**YOUR TASK**: Collect every line in the records below that contains the word "agave", copying each line in full.

+ + + +

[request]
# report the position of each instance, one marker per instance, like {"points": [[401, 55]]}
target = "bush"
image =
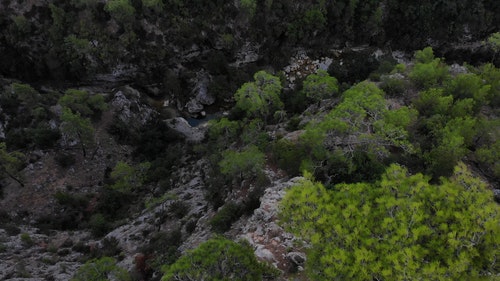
{"points": [[64, 159], [400, 227], [179, 209], [219, 259], [98, 225], [26, 239], [393, 86]]}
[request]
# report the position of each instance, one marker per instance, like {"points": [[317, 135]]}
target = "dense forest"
{"points": [[249, 140]]}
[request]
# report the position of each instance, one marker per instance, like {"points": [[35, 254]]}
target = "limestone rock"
{"points": [[203, 96], [128, 108], [192, 134], [298, 258], [193, 106]]}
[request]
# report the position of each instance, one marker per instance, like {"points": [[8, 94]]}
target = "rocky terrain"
{"points": [[162, 72]]}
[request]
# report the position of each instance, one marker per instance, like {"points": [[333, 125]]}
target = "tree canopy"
{"points": [[218, 259], [398, 228], [260, 98]]}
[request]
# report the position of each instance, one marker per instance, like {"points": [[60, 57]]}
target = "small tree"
{"points": [[260, 98], [74, 126], [102, 269], [246, 163], [219, 259], [10, 163], [128, 178], [83, 103], [26, 94], [320, 86], [399, 228], [121, 10]]}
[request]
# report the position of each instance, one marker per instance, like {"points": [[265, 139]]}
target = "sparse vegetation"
{"points": [[392, 150]]}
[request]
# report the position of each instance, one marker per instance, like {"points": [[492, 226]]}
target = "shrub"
{"points": [[400, 227], [26, 239], [219, 259], [98, 224], [393, 86]]}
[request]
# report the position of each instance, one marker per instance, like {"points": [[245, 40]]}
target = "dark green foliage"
{"points": [[44, 137], [289, 155], [163, 248], [76, 127], [242, 165], [320, 86], [154, 138], [428, 71], [99, 225], [468, 86], [355, 66], [65, 159], [225, 217], [219, 259], [393, 86], [121, 10], [259, 99], [83, 103], [101, 270], [179, 209], [114, 204]]}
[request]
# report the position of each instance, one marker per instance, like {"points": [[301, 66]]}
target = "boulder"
{"points": [[297, 258], [193, 106], [181, 125], [128, 108]]}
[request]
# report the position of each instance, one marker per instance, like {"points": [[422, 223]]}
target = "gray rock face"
{"points": [[128, 108], [192, 134], [3, 124], [193, 106], [43, 257], [297, 258], [203, 96], [270, 241]]}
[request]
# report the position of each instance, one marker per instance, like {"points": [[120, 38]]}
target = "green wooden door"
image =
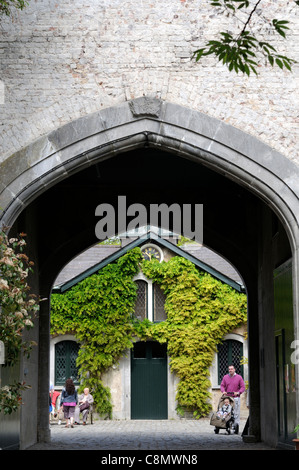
{"points": [[149, 381]]}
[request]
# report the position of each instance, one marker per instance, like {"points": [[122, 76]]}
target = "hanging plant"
{"points": [[17, 311]]}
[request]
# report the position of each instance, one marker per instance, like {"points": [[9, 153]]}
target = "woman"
{"points": [[87, 398], [69, 400]]}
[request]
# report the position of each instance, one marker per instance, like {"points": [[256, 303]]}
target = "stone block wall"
{"points": [[63, 60]]}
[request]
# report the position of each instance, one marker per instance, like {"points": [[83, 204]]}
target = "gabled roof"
{"points": [[148, 237]]}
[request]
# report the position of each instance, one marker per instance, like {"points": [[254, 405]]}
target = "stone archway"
{"points": [[154, 124]]}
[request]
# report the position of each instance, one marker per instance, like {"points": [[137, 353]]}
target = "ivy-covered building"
{"points": [[166, 324]]}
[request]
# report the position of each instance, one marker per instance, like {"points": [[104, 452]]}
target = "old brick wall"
{"points": [[63, 60]]}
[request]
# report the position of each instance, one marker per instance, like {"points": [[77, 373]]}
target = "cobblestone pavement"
{"points": [[188, 435]]}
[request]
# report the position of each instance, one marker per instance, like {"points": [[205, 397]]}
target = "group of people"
{"points": [[73, 404]]}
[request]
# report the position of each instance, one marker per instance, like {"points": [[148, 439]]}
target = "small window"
{"points": [[66, 353], [230, 352], [139, 350], [141, 300], [159, 301]]}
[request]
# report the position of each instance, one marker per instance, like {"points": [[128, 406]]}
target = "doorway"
{"points": [[149, 381]]}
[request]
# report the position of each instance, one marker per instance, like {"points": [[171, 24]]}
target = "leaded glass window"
{"points": [[66, 353], [230, 352], [141, 300], [159, 301]]}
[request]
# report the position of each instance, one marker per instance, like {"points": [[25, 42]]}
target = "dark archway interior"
{"points": [[65, 215], [237, 224]]}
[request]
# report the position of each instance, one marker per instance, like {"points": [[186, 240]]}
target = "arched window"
{"points": [[66, 353], [230, 352], [158, 302], [141, 300]]}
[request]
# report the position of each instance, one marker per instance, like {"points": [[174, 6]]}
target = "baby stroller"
{"points": [[224, 422]]}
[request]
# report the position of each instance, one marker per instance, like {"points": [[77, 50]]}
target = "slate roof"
{"points": [[98, 256]]}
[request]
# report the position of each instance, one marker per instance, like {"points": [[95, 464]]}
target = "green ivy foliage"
{"points": [[99, 311], [200, 311]]}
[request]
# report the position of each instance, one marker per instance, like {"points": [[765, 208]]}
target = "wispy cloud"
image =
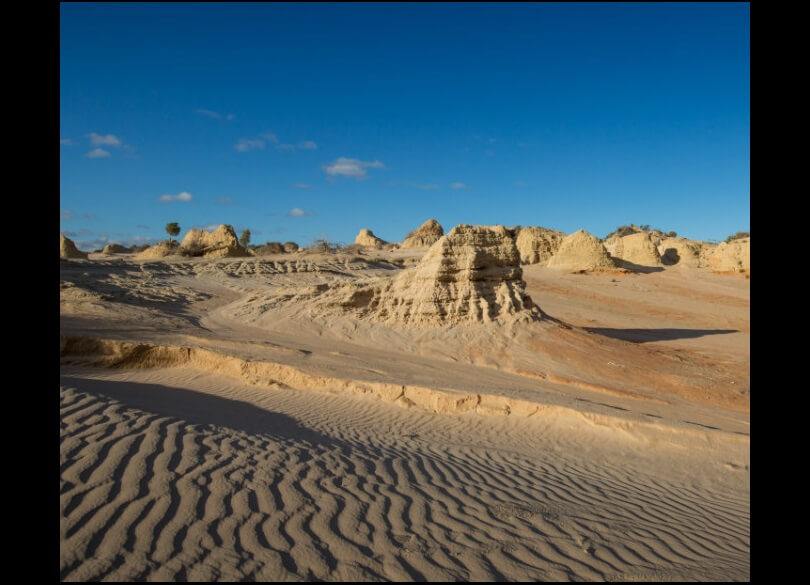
{"points": [[183, 196], [98, 153], [423, 187], [247, 144], [214, 115], [351, 167], [104, 140]]}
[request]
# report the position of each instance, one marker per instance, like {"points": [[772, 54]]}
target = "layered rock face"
{"points": [[368, 239], [472, 274], [67, 249], [221, 243], [636, 248], [680, 251], [582, 251], [734, 255], [537, 245], [426, 234]]}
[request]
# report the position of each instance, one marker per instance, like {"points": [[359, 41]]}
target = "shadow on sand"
{"points": [[645, 335], [198, 408]]}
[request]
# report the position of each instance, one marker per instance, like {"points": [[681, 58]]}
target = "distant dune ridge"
{"points": [[367, 238], [537, 245], [426, 234], [636, 248], [67, 249], [582, 251]]}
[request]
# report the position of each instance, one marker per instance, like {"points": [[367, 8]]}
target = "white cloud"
{"points": [[351, 167], [98, 153], [107, 140], [246, 144], [184, 196]]}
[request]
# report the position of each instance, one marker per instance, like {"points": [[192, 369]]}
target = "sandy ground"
{"points": [[235, 424]]}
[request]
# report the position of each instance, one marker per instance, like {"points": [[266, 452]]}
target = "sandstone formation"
{"points": [[582, 251], [115, 249], [221, 243], [537, 245], [680, 251], [67, 249], [368, 239], [159, 250], [727, 256], [636, 248], [426, 234], [472, 274]]}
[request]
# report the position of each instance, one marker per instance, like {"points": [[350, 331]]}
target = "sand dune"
{"points": [[247, 419]]}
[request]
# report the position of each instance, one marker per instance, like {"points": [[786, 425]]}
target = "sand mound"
{"points": [[680, 251], [636, 248], [67, 249], [115, 249], [221, 243], [734, 255], [426, 234], [537, 245], [472, 274], [367, 238], [582, 251], [159, 250]]}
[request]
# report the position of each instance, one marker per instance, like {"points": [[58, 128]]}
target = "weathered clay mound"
{"points": [[368, 239], [537, 245], [680, 251], [221, 243], [728, 256], [472, 274], [426, 234], [67, 249], [269, 248], [582, 251], [115, 249], [159, 250], [636, 248]]}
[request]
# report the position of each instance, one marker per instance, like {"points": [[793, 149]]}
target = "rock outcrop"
{"points": [[537, 245], [680, 252], [159, 250], [636, 248], [426, 234], [582, 251], [728, 256], [368, 239], [472, 274], [115, 249], [67, 249], [221, 243]]}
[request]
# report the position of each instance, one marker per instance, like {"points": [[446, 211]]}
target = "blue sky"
{"points": [[302, 121]]}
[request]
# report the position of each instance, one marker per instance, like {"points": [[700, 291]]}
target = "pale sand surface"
{"points": [[293, 440]]}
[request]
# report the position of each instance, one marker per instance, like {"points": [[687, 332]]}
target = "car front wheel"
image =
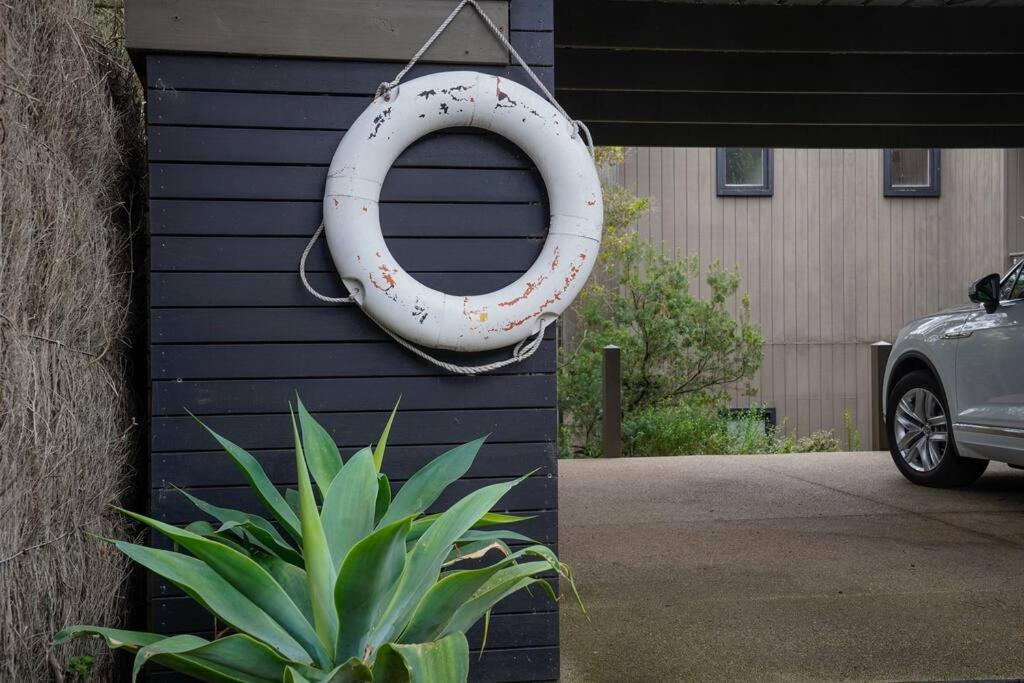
{"points": [[920, 436]]}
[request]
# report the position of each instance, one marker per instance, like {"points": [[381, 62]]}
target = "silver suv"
{"points": [[953, 387]]}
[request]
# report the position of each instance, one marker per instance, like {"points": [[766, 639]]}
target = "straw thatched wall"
{"points": [[70, 137]]}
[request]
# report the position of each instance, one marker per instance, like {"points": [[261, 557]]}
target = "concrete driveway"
{"points": [[802, 567]]}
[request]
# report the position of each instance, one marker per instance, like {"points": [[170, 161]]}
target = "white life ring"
{"points": [[385, 290]]}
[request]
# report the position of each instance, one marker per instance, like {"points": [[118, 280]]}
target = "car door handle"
{"points": [[957, 333]]}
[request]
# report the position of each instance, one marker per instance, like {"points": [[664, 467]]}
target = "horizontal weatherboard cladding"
{"points": [[239, 150], [437, 219]]}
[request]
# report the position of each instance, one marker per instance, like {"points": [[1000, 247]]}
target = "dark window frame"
{"points": [[933, 188], [767, 188]]}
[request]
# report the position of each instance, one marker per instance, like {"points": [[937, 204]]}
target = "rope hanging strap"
{"points": [[526, 347], [384, 89]]}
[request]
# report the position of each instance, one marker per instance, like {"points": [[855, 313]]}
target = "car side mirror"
{"points": [[986, 291]]}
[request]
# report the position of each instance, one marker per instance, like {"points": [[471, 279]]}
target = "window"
{"points": [[1013, 285], [744, 172], [911, 173]]}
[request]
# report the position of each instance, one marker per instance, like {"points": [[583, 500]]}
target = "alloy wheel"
{"points": [[922, 429]]}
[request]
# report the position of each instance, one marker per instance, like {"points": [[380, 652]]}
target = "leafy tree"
{"points": [[675, 345]]}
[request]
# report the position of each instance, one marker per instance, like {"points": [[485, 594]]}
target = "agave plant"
{"points": [[343, 583]]}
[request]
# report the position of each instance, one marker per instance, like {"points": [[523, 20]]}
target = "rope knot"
{"points": [[384, 90]]}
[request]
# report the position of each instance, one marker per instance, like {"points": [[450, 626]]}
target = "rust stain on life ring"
{"points": [[386, 290], [388, 274], [478, 315], [529, 289], [557, 296]]}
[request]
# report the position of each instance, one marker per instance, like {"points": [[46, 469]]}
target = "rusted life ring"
{"points": [[392, 297]]}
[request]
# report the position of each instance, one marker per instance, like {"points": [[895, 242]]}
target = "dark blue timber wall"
{"points": [[239, 150]]}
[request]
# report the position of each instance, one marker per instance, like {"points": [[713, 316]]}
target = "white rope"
{"points": [[302, 271], [526, 347], [521, 351], [384, 89]]}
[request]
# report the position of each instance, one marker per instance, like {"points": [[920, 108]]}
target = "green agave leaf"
{"points": [[383, 498], [497, 535], [207, 530], [445, 659], [455, 589], [292, 676], [292, 579], [115, 638], [216, 595], [352, 671], [260, 529], [382, 443], [489, 519], [365, 583], [426, 485], [260, 482], [322, 453], [257, 537], [429, 553], [348, 507], [474, 550], [502, 585], [292, 498], [249, 579], [320, 569], [236, 658]]}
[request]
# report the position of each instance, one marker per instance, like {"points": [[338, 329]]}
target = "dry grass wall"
{"points": [[70, 141]]}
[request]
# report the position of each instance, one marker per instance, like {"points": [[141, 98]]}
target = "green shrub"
{"points": [[701, 426], [852, 433], [356, 586], [676, 346], [692, 427]]}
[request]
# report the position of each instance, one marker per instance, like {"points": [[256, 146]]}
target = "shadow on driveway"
{"points": [[796, 567]]}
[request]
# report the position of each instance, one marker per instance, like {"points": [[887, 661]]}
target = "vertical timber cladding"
{"points": [[239, 151]]}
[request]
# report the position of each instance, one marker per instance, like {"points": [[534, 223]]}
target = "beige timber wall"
{"points": [[830, 265], [1015, 202]]}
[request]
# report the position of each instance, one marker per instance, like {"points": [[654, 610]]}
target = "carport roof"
{"points": [[818, 73]]}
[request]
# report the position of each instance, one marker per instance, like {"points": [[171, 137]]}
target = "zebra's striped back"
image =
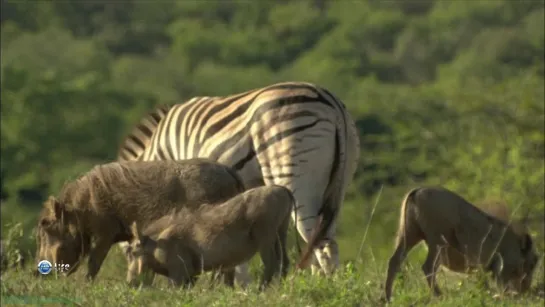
{"points": [[293, 134], [139, 138]]}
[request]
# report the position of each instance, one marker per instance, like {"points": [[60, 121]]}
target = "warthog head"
{"points": [[514, 271], [59, 237]]}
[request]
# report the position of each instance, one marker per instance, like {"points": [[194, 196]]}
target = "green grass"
{"points": [[365, 242], [352, 285]]}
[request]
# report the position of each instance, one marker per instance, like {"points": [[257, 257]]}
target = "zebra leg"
{"points": [[242, 276], [327, 261]]}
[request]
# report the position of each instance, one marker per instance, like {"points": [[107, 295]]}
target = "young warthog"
{"points": [[100, 206], [461, 237], [183, 244]]}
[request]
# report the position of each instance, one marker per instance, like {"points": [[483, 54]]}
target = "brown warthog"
{"points": [[185, 243], [100, 206], [461, 237]]}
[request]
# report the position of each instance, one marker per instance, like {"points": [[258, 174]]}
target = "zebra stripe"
{"points": [[136, 142], [294, 134]]}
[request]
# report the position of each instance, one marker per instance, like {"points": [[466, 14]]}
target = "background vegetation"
{"points": [[443, 92]]}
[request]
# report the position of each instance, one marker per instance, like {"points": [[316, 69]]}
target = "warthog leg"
{"points": [[406, 242], [228, 277], [430, 267], [96, 258], [281, 249], [272, 262]]}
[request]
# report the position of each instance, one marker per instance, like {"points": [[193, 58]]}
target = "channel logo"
{"points": [[44, 267]]}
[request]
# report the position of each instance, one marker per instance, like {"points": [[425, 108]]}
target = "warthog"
{"points": [[187, 242], [461, 237], [100, 206]]}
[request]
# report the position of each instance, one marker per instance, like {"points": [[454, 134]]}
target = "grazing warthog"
{"points": [[461, 237], [100, 206], [185, 243]]}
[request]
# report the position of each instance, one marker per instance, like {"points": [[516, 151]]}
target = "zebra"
{"points": [[295, 134]]}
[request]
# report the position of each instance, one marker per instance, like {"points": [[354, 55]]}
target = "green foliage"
{"points": [[442, 92]]}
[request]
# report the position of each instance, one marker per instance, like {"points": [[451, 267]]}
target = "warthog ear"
{"points": [[526, 244], [496, 264]]}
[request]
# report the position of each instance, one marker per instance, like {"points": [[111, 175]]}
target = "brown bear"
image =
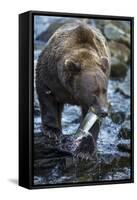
{"points": [[73, 68]]}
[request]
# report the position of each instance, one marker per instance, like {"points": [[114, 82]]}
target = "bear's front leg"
{"points": [[50, 114], [86, 143]]}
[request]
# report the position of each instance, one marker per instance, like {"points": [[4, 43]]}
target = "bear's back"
{"points": [[71, 35]]}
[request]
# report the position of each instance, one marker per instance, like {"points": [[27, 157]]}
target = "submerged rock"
{"points": [[112, 32], [125, 131], [119, 51], [124, 147], [118, 68], [118, 117]]}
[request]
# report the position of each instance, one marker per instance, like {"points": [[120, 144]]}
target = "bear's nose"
{"points": [[104, 112]]}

+ + + +

**FINAL RESULT**:
target = "agave plant"
target = "green agave leaf"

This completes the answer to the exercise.